Extracted material:
▼

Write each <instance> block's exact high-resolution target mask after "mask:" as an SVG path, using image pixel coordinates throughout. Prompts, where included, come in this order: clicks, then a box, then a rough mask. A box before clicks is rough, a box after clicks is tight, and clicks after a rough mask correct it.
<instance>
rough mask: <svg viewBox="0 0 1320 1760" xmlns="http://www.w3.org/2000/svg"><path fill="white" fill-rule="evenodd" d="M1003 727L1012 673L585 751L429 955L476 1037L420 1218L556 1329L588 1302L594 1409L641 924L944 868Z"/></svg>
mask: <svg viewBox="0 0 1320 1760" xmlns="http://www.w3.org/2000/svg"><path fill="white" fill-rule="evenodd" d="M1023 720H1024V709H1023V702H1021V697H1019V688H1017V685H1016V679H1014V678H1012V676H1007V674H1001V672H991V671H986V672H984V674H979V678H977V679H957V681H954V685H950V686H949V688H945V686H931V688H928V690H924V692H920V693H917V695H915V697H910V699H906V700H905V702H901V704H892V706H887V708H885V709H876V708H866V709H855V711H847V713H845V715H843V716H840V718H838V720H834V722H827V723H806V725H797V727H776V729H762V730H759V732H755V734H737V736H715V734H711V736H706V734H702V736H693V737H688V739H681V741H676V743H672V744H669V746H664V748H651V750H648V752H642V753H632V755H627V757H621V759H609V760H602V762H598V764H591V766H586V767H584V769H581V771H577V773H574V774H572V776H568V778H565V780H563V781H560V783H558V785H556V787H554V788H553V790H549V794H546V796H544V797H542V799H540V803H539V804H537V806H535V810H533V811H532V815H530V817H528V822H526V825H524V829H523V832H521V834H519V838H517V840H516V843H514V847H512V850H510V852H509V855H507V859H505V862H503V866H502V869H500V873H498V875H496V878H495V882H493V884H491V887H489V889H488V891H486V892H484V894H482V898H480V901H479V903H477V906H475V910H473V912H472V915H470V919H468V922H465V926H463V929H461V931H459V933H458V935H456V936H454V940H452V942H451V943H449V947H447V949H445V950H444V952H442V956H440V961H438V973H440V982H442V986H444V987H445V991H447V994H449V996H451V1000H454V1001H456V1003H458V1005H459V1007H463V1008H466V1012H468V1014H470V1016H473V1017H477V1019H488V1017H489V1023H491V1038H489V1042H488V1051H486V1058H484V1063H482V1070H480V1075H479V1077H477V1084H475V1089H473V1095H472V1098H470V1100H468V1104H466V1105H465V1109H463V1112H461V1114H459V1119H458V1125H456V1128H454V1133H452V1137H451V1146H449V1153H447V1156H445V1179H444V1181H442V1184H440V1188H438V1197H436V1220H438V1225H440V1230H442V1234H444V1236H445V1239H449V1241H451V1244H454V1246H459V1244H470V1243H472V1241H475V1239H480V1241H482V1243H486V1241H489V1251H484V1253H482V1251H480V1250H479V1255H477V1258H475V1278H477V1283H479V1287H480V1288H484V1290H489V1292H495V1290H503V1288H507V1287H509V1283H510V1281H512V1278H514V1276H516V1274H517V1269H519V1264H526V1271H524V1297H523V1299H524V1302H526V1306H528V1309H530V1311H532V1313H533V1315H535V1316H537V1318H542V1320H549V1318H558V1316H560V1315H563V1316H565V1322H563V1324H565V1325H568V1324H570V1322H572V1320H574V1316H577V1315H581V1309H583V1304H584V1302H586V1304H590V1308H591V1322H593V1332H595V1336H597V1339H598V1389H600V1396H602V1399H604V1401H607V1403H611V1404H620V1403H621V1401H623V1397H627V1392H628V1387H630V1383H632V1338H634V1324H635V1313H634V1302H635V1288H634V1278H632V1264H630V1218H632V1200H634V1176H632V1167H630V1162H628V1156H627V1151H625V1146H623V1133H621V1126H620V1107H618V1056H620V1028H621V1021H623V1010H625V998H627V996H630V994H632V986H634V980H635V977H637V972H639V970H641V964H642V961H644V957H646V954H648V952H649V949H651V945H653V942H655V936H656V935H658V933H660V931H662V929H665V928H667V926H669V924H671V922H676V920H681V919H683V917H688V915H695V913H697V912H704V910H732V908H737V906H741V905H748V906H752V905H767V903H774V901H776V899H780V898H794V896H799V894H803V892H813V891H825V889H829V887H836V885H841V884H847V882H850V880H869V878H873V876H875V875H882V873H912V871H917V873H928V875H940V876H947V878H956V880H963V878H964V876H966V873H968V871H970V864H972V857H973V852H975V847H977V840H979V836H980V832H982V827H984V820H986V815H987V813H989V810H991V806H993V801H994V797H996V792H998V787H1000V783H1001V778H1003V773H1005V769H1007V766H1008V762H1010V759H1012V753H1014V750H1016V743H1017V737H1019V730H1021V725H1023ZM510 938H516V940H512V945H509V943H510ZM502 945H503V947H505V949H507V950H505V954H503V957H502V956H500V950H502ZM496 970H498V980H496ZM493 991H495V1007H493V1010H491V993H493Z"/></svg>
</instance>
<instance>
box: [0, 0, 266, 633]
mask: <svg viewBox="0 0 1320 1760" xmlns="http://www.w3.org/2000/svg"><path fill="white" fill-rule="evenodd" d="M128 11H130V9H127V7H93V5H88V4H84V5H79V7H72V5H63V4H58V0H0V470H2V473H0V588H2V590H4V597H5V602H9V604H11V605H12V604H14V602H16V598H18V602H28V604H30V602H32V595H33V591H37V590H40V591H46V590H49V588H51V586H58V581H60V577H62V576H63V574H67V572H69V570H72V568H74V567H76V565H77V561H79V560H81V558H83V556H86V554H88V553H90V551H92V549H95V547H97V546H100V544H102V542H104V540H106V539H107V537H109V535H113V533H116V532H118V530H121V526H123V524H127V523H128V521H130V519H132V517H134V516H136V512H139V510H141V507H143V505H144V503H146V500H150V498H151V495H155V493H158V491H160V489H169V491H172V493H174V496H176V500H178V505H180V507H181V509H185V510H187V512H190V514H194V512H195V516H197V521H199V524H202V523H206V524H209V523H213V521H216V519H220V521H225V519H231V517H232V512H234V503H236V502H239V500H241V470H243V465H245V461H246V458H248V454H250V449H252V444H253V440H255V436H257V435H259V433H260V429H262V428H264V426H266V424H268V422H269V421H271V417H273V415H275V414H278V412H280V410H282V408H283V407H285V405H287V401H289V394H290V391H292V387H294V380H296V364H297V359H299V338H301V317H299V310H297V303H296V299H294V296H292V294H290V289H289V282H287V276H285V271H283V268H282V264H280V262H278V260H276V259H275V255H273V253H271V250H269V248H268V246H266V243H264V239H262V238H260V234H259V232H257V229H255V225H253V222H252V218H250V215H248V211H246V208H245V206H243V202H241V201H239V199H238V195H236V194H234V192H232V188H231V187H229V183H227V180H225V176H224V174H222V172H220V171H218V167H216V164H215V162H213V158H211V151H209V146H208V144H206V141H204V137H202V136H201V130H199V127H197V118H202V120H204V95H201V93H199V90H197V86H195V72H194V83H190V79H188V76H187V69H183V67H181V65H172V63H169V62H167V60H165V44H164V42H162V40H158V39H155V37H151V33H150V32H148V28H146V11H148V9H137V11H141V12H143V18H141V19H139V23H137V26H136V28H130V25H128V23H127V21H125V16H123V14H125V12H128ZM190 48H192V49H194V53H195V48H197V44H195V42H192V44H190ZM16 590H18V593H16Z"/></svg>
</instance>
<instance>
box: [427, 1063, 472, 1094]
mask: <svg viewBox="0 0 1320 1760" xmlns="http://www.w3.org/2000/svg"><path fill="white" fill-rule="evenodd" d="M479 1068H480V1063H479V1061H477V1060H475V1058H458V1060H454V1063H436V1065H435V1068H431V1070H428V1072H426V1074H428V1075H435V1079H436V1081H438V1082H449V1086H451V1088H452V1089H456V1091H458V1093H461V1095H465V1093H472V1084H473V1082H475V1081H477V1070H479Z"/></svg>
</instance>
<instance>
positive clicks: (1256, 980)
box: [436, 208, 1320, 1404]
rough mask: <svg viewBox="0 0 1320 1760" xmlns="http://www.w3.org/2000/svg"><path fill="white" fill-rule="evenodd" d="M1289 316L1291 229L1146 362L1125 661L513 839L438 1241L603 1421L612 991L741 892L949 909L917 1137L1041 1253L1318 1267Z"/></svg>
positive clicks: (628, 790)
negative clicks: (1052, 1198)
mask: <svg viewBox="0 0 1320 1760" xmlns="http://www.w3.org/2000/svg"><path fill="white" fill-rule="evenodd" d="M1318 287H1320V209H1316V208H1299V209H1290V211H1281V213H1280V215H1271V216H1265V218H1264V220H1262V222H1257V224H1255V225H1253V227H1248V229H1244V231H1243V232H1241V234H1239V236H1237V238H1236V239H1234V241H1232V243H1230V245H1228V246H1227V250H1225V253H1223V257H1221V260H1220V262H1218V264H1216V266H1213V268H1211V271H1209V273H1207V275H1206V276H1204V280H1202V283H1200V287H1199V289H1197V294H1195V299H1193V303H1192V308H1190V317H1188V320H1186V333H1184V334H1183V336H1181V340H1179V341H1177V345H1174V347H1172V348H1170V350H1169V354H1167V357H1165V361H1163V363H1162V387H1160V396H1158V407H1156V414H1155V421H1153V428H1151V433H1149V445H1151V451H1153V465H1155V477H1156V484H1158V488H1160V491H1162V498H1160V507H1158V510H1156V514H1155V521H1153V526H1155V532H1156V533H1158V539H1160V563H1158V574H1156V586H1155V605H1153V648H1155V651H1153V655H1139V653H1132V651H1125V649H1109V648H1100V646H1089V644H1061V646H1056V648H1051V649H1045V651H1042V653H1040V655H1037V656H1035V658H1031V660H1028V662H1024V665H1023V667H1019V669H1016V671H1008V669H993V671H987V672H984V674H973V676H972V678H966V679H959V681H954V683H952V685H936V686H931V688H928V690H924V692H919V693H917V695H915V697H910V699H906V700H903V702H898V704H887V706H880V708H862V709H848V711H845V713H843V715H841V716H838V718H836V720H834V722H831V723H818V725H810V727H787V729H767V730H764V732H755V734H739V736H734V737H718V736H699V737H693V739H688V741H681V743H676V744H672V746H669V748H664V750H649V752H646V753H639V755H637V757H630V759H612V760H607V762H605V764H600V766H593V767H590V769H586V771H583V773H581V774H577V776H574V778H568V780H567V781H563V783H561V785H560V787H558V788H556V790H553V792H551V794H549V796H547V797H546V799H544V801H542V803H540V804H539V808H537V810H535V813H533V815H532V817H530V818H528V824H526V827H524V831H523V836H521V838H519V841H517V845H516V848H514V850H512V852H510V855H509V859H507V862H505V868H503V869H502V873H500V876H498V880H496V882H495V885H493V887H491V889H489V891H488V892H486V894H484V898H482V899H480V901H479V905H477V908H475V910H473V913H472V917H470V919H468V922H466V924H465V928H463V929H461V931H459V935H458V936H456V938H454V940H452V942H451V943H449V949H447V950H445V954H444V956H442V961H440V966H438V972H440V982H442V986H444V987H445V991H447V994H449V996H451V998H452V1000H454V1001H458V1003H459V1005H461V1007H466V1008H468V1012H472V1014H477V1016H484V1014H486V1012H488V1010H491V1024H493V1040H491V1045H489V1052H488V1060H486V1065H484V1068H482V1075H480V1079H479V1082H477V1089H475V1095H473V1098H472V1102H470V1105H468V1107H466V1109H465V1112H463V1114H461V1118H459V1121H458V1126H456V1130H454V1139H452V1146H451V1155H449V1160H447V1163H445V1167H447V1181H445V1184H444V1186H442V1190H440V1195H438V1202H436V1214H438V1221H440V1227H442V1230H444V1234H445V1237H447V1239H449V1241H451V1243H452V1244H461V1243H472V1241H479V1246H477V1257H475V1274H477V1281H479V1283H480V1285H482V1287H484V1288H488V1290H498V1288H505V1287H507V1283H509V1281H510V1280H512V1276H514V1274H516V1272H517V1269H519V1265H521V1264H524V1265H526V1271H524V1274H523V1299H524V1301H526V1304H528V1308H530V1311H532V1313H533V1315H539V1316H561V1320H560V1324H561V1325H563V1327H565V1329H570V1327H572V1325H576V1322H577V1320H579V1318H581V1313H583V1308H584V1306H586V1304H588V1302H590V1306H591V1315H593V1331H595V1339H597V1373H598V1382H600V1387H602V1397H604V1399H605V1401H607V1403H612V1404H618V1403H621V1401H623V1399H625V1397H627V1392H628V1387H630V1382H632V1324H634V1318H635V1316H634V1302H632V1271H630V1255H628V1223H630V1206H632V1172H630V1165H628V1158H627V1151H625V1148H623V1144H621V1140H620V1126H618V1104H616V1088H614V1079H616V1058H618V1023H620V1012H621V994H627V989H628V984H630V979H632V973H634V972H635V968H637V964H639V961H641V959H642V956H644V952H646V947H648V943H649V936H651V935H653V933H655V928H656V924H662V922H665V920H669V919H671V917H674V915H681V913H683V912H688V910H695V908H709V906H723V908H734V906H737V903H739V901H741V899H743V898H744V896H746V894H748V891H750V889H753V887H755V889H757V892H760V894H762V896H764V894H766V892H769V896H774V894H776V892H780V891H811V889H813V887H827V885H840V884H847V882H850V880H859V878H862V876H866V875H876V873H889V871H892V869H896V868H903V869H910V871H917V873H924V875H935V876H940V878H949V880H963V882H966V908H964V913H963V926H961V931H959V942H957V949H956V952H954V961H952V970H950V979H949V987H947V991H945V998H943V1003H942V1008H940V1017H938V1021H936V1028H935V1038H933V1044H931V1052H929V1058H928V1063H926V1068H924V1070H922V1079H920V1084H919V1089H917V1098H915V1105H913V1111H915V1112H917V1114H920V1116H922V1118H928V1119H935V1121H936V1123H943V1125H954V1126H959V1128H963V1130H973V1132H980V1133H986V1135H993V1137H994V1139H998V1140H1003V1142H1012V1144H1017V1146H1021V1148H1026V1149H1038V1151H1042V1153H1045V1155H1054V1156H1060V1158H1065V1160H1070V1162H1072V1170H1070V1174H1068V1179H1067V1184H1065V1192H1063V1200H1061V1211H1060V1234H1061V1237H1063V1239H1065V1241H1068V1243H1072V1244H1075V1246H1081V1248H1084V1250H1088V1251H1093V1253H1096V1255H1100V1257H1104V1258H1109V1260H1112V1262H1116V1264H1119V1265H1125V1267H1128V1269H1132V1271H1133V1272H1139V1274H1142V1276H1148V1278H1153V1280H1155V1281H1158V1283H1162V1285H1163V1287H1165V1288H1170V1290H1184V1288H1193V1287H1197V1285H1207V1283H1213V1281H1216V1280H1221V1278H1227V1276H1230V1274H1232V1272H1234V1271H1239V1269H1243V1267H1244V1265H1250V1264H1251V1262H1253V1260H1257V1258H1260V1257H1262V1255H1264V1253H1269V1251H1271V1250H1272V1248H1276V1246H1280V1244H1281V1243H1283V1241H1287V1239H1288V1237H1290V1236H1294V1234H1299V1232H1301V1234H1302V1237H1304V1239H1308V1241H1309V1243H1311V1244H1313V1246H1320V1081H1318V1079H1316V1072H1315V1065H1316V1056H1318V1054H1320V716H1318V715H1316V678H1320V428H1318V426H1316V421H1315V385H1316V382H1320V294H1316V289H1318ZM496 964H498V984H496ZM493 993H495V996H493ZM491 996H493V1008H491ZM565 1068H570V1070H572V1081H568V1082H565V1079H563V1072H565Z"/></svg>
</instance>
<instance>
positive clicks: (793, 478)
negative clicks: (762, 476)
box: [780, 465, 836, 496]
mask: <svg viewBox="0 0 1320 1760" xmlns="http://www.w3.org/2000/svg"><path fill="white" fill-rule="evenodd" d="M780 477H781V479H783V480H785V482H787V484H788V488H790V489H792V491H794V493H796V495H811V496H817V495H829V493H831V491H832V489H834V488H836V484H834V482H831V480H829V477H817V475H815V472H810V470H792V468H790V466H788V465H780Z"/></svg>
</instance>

▲

Task directions:
Extract, exactly, the lines above that begin at the line containing "negative clicks: (762, 476)" and end at the final line of the records; add no other text.

Response below:
negative clicks: (762, 476)
box: [780, 465, 836, 496]
mask: <svg viewBox="0 0 1320 1760" xmlns="http://www.w3.org/2000/svg"><path fill="white" fill-rule="evenodd" d="M780 477H781V479H783V480H785V482H787V484H788V488H790V489H792V491H794V493H796V495H811V496H817V495H829V493H831V491H832V489H834V488H836V484H834V482H831V480H829V477H817V475H815V472H810V470H792V468H790V466H788V465H780Z"/></svg>
</instance>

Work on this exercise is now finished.